* _What you need to do_
Carry on the article about Windows 10 defragging SSDs, starting right after its last sentence.

* _Extract provided_
^^^^

Windows 10 SSD Defrag Death?The word on the street is that the latest version of Windows 10, version 2004, contains a bug that over-defrags SSDs.

While common “wisdom” is that SSDs don’t need to be defragged, the truth is that they sort of need it.

Okay then! So, the question then is: Will Win 10 2004 destroy your SSD?

Is a fix on the way?

The Story

The truth is that the Windows Storage Optimizer built-in to Win 10 takes good care of your drives – SSD or not.

For traditional spinning platter hard drives, the Optimizer will defrag the drive when needed.

For SSDs, it will issue the trim command when needed and it will defrag the SSD about once a month.

The reason for defragging SSDs can be found in a lovely article entitled The real and complete story – Does Windows defragment your SSD?:

Additionally, there is a maximum level of fragmentation that the file system can handle. Fragmentation has long been considered as primarily a performance issue with traditional hard drives. When a disk gets fragmented, a singular file can exist in pieces in different locations on a physical drive. That physical drive then needs to seek around collecting pieces of the file and that takes extra time.

^^^^

(Pointing records)
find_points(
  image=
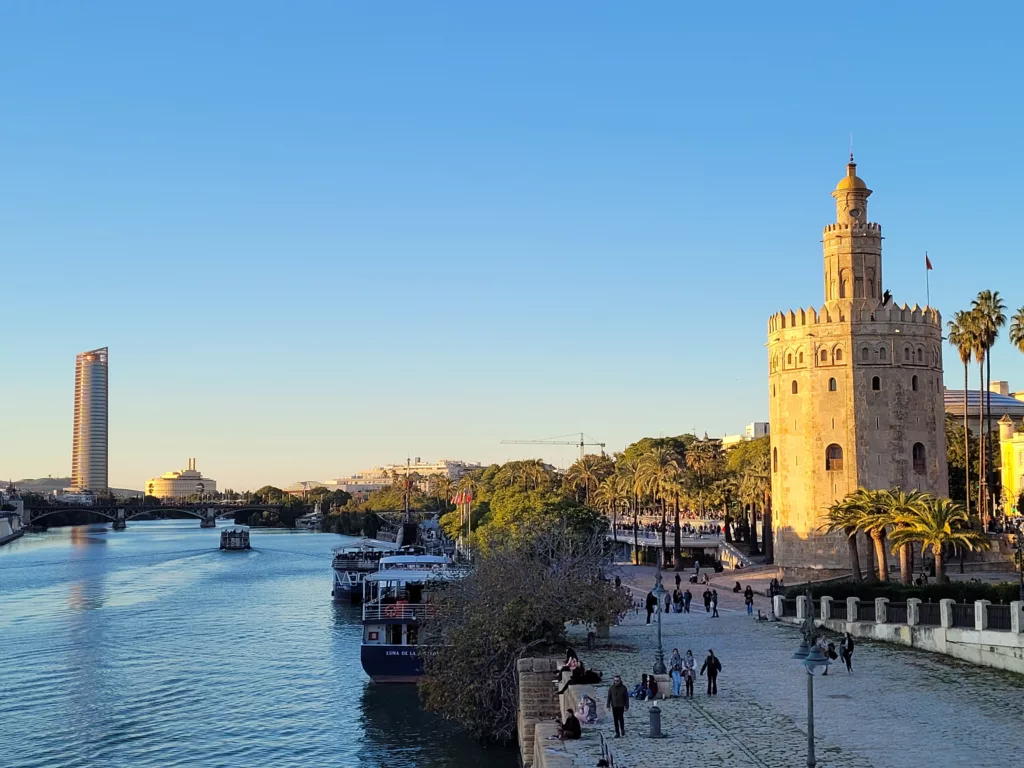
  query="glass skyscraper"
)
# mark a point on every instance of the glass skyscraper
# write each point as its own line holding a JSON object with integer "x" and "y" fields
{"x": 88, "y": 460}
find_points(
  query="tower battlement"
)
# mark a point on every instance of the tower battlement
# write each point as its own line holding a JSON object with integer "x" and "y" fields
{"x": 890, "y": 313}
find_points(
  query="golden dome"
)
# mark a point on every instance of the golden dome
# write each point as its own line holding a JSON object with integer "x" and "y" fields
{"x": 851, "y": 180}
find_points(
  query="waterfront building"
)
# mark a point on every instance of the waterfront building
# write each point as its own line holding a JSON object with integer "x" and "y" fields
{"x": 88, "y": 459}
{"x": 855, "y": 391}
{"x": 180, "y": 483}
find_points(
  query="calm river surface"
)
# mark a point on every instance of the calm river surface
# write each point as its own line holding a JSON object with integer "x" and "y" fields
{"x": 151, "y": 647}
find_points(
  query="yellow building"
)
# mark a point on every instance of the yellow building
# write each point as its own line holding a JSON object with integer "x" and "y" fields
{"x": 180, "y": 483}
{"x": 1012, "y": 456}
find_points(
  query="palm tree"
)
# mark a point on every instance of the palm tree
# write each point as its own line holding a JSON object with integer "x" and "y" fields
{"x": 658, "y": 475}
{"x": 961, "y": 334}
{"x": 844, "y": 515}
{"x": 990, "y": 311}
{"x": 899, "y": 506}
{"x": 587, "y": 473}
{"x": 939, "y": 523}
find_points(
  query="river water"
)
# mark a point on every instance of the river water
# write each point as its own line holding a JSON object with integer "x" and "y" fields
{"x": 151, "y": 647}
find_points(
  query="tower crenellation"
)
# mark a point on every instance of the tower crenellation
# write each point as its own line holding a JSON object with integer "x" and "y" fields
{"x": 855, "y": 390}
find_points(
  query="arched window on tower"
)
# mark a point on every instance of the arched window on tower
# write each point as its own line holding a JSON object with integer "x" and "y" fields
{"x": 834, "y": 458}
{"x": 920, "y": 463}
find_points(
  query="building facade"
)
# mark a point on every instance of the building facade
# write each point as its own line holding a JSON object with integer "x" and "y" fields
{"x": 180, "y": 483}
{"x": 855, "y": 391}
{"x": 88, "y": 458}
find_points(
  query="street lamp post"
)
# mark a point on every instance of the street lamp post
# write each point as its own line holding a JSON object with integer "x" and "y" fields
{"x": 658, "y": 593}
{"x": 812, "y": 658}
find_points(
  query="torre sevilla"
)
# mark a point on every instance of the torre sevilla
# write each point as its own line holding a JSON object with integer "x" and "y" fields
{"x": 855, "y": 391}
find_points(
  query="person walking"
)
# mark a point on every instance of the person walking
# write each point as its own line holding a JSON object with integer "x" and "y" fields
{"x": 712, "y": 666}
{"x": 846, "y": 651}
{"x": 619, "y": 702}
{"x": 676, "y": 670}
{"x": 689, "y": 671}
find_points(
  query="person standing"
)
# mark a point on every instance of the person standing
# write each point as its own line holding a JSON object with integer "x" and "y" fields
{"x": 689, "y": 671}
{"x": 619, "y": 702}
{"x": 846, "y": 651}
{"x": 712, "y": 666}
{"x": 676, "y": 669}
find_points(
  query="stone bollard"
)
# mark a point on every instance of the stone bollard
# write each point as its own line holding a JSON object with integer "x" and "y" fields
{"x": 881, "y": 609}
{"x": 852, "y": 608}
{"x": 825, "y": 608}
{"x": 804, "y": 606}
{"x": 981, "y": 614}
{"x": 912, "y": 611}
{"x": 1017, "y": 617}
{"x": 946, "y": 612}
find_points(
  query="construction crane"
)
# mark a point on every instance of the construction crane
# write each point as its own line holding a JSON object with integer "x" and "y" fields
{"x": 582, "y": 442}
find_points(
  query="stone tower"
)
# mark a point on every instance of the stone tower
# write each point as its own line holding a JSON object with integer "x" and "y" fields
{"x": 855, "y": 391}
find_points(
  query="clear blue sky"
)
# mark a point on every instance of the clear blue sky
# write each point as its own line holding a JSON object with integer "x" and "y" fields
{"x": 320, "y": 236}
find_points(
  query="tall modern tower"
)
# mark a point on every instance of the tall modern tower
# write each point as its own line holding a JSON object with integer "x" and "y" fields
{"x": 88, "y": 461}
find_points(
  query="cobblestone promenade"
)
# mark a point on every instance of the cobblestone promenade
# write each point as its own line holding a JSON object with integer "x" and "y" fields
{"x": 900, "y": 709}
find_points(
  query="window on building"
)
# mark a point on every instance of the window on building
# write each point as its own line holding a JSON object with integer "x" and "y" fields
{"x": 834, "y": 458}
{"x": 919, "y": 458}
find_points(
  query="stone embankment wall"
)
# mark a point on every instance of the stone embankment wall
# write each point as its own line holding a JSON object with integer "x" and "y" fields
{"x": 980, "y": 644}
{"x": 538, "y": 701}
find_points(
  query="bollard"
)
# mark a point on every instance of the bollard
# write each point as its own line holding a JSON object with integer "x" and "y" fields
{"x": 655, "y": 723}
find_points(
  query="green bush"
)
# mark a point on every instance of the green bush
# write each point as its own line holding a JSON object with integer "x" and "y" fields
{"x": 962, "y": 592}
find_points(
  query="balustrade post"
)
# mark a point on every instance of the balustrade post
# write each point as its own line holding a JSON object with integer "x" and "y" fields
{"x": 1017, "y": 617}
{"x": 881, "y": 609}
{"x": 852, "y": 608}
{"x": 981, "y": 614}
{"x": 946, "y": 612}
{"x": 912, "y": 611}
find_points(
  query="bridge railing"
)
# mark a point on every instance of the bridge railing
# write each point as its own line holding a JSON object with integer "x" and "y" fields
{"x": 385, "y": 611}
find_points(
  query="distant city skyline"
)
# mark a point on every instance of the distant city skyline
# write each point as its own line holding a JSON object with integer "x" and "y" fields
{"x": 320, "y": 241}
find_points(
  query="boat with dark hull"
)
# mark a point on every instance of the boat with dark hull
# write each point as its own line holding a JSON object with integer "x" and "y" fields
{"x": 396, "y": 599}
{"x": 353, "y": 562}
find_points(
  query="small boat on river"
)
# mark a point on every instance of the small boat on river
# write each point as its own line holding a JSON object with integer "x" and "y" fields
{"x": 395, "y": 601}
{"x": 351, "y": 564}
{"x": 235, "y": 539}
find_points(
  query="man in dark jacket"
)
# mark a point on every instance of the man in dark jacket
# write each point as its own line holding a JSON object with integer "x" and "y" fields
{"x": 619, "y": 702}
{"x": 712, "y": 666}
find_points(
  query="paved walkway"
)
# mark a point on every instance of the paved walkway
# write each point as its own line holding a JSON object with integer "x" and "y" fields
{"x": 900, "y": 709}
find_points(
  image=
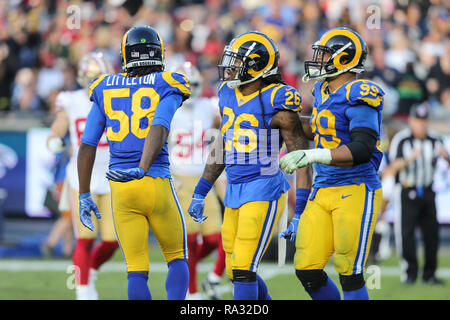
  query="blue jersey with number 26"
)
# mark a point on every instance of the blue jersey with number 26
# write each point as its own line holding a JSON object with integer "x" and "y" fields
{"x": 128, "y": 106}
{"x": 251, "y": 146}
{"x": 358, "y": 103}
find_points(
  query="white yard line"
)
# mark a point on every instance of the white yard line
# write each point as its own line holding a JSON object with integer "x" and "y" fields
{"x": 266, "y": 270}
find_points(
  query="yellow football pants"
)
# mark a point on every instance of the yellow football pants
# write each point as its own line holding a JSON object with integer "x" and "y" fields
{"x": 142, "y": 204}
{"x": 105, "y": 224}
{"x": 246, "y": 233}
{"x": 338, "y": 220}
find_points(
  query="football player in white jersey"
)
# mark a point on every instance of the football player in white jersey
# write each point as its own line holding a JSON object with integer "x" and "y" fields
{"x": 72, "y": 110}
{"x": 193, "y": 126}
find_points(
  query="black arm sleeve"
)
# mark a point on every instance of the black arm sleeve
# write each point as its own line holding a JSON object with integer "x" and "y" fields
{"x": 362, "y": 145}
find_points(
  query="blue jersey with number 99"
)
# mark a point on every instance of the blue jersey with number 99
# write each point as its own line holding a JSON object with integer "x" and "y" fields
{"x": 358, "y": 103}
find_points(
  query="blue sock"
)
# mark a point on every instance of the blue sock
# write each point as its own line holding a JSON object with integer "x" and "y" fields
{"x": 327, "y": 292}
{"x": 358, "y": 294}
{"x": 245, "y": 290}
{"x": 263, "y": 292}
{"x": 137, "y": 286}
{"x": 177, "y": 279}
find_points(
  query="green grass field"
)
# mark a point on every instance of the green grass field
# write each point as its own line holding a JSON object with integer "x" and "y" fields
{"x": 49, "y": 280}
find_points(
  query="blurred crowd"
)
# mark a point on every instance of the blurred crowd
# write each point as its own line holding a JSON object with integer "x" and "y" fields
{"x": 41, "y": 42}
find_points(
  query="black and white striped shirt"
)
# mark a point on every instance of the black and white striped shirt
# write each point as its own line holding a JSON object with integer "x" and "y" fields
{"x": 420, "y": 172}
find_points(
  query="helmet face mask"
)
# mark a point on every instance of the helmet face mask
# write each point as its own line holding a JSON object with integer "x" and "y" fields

^^^^

* _The answer_
This kind of fragmentation still happens on SSDs, even though their performance characteristics are very different. The file systems metadata keeps track of fragments and can only keep track of so many. Defragmentation in cases like this is not only useful, but absolutely needed.

[…]

If you disable defragmentation completely, you are taking a risk that your filesystem metadata could reach maximum fragmentation and get you potentially in trouble.

In other words, SSDs don’t work like traditional mechanical HDDs, but that doesn’t mean they never need any maintenance.

Fortunately, Windows 10 takes care of this maintenance for you!

So what’s the problem?

The problem is that with the 2004 update, Windows seems to be constantly marking your drive as “Needs optimization”:

Needs optimization
Normally, Win 10 checks weekly, but will only actually quasi-defrag your SSD once per month.

With the 2004 update, it might actually do the defrag every time you reboot your puter!

What do do?

Nothing! Yes, you could turn off optimization for your SSD, but that isn’t a long-term solution – as described above.

Microsoft is aware of the problem, and an update for 2004 will be released “shortly” to fix the problem.

Even if you reboot your puter every day, it’s unlikely that the extra writes will drastically shorten the life of your SSD.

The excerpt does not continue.